§ **REQUIREMENTS**:
• 1. Output the passage on Raytheon's radar building blocks verbatim, from "On their web" up to and including "the Navy’s demand.".
• 2. Gather every line of the rows that contains the word "leaf".

§ **EXCERPTED TEXT**:
┌────────

RCADE allows customers to customize analyses to address their specific mission needs and can gain operational insight from a campaign level view. They further explained Raytheon has developed composable hardware building blocks that can be used to reduce development time and costs with open standard interfaces (such as MOSA). They have standard building blocks for radar arrays (2x2x2 ft. cubes that can be used to build any size aperture), common power management systems, and steering controls to name a few. These building block provide a software defined aperture that is upgradable remotely using the existing hardware.

On their web site they recently outlined how they are building their SPY-6 radar using these building blocks and GaN technology. The Navy plans to install SPY-6 on every new destroyer which is nearly 40 in the next decade, so Raytheon built a 1.7 million square-foot production facility in Andover, Massachusetts, with advanced manufacturing capabilities to build the radars fast enough to meet the Navy’s demand.

└────────

§ **SOURCE RECORDS**:
┌────────

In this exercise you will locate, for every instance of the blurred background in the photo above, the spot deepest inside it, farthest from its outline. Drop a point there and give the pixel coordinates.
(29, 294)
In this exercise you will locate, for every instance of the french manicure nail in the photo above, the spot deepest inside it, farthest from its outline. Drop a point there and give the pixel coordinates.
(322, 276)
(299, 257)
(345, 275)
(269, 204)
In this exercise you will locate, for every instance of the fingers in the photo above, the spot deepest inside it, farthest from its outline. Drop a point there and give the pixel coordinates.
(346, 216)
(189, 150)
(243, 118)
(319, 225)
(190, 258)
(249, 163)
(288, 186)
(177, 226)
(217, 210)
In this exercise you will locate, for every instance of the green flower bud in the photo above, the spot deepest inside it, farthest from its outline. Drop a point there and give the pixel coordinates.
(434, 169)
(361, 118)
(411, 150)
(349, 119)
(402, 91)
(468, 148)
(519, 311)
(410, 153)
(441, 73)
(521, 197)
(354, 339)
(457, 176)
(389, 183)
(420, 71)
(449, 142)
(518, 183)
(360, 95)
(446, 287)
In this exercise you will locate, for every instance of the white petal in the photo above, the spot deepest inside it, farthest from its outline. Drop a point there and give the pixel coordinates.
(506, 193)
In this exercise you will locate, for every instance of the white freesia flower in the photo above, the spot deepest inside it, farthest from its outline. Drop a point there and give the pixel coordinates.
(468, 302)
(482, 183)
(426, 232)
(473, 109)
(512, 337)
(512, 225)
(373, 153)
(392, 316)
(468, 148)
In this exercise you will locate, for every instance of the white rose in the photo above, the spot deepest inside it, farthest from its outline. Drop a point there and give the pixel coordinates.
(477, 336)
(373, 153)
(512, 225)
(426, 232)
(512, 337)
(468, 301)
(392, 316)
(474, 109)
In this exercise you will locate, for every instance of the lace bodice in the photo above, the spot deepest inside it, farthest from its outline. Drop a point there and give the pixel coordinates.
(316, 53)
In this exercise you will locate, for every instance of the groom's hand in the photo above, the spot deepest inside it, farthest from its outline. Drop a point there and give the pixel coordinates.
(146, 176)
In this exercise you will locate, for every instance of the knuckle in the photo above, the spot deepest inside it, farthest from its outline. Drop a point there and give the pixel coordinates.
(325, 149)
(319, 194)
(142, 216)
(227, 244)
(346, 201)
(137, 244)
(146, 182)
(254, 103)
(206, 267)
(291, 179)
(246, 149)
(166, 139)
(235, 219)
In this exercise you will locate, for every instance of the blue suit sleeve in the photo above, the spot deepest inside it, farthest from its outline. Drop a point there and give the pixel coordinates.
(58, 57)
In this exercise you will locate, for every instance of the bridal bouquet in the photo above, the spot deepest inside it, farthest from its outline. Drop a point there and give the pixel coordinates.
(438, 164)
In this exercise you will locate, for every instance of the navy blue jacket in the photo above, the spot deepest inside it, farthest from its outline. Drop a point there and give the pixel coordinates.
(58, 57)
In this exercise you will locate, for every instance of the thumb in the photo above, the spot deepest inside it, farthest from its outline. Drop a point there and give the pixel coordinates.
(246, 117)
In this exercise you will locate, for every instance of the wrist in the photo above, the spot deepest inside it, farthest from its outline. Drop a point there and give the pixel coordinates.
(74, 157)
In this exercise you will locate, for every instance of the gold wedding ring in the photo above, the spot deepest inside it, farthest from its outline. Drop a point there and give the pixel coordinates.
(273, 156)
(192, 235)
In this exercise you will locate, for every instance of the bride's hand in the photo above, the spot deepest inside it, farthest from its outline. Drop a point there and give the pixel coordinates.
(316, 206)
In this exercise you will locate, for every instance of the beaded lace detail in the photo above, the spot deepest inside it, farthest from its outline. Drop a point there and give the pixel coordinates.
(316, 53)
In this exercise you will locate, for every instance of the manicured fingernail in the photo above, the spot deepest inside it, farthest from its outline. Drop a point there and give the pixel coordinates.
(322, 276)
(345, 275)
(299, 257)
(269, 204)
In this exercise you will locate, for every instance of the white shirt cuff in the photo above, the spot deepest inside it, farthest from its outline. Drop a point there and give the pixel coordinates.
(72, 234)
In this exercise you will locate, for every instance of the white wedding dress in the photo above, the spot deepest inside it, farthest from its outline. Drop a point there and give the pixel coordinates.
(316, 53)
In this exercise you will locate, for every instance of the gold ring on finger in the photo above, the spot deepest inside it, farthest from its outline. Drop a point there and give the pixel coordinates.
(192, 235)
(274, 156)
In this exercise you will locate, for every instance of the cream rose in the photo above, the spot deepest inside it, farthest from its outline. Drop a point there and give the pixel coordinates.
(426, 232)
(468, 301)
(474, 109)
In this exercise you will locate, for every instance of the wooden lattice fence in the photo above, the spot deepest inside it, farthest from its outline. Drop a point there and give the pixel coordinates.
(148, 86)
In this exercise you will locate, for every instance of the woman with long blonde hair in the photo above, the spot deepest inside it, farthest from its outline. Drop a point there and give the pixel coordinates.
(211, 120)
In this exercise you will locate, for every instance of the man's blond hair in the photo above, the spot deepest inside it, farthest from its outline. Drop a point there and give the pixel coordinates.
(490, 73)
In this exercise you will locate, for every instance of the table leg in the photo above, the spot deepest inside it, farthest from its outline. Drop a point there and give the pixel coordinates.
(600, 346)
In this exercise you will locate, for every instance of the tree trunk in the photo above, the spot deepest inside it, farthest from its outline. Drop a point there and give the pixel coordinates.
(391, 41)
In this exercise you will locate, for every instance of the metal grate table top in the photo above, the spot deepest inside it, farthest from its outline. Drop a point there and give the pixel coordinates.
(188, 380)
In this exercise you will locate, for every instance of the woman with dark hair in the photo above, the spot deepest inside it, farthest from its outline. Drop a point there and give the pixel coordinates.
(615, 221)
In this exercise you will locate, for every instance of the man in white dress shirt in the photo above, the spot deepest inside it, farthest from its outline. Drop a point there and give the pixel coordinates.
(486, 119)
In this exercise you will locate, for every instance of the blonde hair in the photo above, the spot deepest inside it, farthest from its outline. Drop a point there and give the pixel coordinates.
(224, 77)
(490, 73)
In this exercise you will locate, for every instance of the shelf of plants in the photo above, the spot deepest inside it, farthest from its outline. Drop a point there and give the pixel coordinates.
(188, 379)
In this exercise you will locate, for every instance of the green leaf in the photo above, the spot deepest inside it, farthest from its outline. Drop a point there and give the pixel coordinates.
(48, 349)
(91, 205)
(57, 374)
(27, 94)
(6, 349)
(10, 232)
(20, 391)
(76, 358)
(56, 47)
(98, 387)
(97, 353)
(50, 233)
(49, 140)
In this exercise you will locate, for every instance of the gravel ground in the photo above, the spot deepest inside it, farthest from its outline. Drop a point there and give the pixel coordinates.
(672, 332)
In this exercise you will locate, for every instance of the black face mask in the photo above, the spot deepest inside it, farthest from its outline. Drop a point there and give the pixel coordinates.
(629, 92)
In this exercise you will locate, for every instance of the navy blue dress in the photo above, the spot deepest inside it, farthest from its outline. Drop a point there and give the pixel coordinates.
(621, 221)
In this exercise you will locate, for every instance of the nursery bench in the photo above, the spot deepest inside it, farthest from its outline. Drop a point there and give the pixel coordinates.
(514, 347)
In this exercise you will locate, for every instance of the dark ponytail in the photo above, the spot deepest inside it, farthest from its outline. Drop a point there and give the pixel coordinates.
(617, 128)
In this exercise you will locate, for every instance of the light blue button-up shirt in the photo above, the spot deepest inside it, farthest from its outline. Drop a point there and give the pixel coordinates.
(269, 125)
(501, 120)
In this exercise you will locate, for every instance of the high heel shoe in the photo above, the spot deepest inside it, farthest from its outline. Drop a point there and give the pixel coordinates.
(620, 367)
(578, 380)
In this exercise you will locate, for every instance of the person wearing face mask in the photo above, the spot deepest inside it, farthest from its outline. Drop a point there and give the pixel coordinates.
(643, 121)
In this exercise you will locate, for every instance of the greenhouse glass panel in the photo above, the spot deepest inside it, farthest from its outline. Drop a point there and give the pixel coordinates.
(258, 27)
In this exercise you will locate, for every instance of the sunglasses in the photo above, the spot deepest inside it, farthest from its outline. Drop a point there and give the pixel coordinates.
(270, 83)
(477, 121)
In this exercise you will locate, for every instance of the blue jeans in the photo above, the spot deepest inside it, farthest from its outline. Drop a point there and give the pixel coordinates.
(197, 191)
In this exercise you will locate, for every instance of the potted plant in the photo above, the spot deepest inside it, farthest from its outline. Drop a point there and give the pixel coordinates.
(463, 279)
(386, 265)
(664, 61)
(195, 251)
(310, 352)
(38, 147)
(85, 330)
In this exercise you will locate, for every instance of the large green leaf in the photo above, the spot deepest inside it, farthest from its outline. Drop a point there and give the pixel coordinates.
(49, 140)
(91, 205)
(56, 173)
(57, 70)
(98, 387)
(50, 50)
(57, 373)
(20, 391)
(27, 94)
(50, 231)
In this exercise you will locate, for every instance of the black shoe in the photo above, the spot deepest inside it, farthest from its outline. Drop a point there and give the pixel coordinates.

└────────

§ **FULL ANSWERS**:
• 1.
On their web site they recently outlined how they are building their SPY-6 radar using these building blocks and GaN technology. The Navy plans to install SPY-6 on every new destroyer which is nearly 40 in the next decade, so Raytheon built a 1.7 million square-foot production facility in Andover, Massachusetts, with advanced manufacturing capabilities to build the radars fast enough to meet the Navy’s demand.

• 2.
In this exercise you will locate, for every instance of the green leaf in the photo above, the spot deepest inside it, farthest from its outline. Drop a point there and give the pixel coordinates.
In this exercise you will locate, for every instance of the large green leaf in the photo above, the spot deepest inside it, farthest from its outline. Drop a point there and give the pixel coordinates.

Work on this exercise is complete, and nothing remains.